----- Page text -----
PRINCETON UNIVERSITY PRESS

Copyright © 1984 Princeton University Press
All rights reserved.
ISBN: 978-0-691-05428-5



CHAPTER 1

Clio and Themis


Il faut éclairer l'histoire par les lois, et les lois par l'histoire.

— Montesquieu (1748)


This is an essay in a rather specialized area of intellectual history, but it touches on larger concerns. One is the familiar point, argued and illustrated a generation and more ago by Herbert Butterfield and before him Lord Acton, that the history of historiography is more than an exercise in hagiography, a trivial version of the "Whig fallacy"; it is also a path to cultural self-criticism and self-understanding. Of all scholars, historians should be least susceptible to that academic "amnesia" lamented by Sorokin that leads each generation to invent the wheel anew, to claim a novelty that on reflection turns out to be an old construct given a new dress. Yet fashion and generational divergence seem to affect historiography almost as immediately as they have philosophy or literary criticism, despite irrepressible "scientific" claims.

How many faces has Clio shown us over the centuries? How many "new histories" have there been since La Popelinière's project of 1599? The claims have been many, and consistently grandiose. Not superficial events but deep structures of society, Annalistes have argued; not drums and trumpets but the life of the people, J. R. Green proclaimed; not just religion and politics but all of civilization, Voltaire pleaded, as James Harvey Robinson has done in our century. In this book we encounter still another histoire nouvelle, whose novelty was likewise defined in invidious contrast to a prevailing style of historical writing perceived as narrow and inadequate. As with the other "new histories," however, we have paid too much attention to the rhetoric and the pretensions of the conspicuous figures and not enough to the practice and accomplishments of their less visible or less fashionable colleagues. My first purpose is to take a closer look at this seminal period of historical scholarship, roughly the two generations between 1804 and 1848, and so to gain a better general perspective on the history of history.
-----
According to the chapter opening, why does the author take a closer look at the period from 1804 to 1848? Please explain in one to three sentences.
----- Items -----
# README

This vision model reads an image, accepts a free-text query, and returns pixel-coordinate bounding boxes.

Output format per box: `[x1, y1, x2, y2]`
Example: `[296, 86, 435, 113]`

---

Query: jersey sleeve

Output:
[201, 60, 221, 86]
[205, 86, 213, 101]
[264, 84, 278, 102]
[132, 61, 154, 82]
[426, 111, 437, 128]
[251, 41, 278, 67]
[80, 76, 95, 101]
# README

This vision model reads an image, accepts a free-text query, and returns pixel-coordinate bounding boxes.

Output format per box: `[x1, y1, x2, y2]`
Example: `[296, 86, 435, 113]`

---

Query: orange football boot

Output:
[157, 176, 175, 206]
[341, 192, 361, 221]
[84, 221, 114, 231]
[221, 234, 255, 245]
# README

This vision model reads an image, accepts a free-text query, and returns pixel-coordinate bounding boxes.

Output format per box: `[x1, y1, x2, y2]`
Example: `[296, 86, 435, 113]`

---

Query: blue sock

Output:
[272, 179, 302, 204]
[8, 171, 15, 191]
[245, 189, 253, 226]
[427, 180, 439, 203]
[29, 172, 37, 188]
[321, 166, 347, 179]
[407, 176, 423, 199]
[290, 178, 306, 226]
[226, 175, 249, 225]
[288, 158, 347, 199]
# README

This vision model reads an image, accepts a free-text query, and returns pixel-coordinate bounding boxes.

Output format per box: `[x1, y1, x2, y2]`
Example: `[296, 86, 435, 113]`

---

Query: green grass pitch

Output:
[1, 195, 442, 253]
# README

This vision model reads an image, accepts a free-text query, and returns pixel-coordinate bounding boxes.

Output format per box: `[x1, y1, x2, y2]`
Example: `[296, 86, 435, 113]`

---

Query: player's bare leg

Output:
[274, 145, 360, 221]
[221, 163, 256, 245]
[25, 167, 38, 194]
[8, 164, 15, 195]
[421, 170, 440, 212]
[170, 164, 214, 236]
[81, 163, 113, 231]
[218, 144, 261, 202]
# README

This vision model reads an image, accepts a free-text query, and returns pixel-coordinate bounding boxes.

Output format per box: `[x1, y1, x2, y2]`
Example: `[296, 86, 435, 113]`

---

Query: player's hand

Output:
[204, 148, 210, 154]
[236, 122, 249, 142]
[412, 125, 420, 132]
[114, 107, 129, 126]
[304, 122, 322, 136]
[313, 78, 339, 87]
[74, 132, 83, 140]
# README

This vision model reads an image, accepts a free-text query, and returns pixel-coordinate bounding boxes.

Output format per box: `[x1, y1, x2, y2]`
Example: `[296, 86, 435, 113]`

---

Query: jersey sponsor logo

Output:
-----
### Exercise solution
With this "new history," as with the others, too much attention has gone to the rhetoric and pretensions of the conspicuous figures and not enough to the practice and accomplishments of their less visible or less fashionable colleagues. A closer look at this seminal period is meant to give a better general perspective on the history of history.